(Problems):
a) Summarize the forum thread on wheel reproducibility in two sentences.
b) In the forum thread on wheel reproducibility, what kind of checksum changed each time the same wheel was repaired?
c) Echo the passage of the forum thread on wheel reproducibility that begins at the words "Much appreciated :)" and stops after "repairwheelordelocate.".

Much appreciated :) I am happy to help out with every new release of Zig.
Fair enough – I confirmed with a few more tests and it does break reproducibility, since repairing the same wheel multiple times displays a different SHA-256 checksum each time, regardless of whether I use
repairwheelordelocate.
I suspected this would be the case if something unpacks and repacks the archive, since most people are quite blasé about implementing that and don't care much about timestamps or file ordering.
I suspected this would be the case if something unpacks and repacks the archive, since most people are quite blasé about implementing that and don't care much about timestamps or file ordering.
Yes, it's most certainly doing that – in cases where libraries are needed to be vendored into the wheel, it has to be unzipped and a hidden .dylibs folder gets created inside it where all of them are stored (and this is by default wheel.libs for Windows). However, I did have an idea for cases like the Zig wheels here, I wonder if it would be possible to do a three-way copy, or a dry-run mode, i.e.,
- Duplicate the wheel A with wheel B
- Look at the duplicate to see if it needs shared dependencies to be copied
- If no, and it's just that some new tags can be added, then keep A and therefore the original hash with it, just rename it and therefore you get to keep the hash. Otherwise, repair the wheel into wheel C modifying the hash, and discarding A and B.
We should be able to do this on our own with a shell script or two, but I feel that ensuring reproducibility is important in general – if these wheel repair tools can offer this use case upstream, it would be highly beneficial. I'll put in a feature request there.
We should be able to do this on our own with a shell script or two,
This repo is supposed to work on Windows (not Cygwin or MinGW), so I don't think a shell script cuts it.
I'm also not completely sold on the approach of "repairing" the wheel, vs. producing a correct one in first place.

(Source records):
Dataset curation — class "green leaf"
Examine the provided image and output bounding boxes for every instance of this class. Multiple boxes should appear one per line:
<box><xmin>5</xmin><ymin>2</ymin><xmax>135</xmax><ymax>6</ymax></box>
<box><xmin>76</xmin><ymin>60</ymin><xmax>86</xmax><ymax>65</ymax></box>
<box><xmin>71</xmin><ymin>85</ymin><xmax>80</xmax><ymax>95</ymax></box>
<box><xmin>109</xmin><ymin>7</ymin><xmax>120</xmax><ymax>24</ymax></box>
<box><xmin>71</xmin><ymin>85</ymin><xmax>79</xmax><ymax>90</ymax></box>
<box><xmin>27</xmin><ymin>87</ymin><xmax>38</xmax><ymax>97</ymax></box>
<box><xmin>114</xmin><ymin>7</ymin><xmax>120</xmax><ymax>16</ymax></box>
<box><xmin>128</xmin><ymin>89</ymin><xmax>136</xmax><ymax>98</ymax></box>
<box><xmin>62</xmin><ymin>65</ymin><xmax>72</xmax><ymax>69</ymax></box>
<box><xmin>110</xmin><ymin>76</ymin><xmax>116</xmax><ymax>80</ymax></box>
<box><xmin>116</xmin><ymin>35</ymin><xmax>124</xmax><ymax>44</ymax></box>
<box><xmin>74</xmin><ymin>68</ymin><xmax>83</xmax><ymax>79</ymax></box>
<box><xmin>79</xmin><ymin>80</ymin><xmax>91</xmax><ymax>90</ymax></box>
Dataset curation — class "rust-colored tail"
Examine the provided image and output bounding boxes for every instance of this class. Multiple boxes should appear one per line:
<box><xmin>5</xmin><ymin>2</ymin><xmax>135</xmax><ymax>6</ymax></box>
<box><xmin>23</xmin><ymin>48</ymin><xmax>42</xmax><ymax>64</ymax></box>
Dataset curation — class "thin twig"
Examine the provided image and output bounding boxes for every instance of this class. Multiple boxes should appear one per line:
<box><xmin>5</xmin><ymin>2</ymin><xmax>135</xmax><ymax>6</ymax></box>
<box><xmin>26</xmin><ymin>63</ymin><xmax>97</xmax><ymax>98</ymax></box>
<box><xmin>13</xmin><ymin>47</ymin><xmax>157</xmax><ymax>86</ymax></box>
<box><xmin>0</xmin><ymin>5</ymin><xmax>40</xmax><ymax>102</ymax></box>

(Outputs by task):
a) Repairing the same wheel several times produced a different SHA-256 checksum each time, which breaks reproducibility, because the tool unzips the wheel and creates a hidden folder for vendored libraries. One participant proposed keeping the original wheel when only new tags are needed and repairing it otherwise, while another replied that a shell script would not work on Windows and questioned repairing wheels instead of producing correct ones in the first place.

b) The SHA-256 checksum changed each time.

c)
Much appreciated :) I am happy to help out with every new release of Zig.
Fair enough – I confirmed with a few more tests and it does break reproducibility, since repairing the same wheel multiple times displays a different SHA-256 checksum each time, regardless of whether I use
repairwheelordelocate.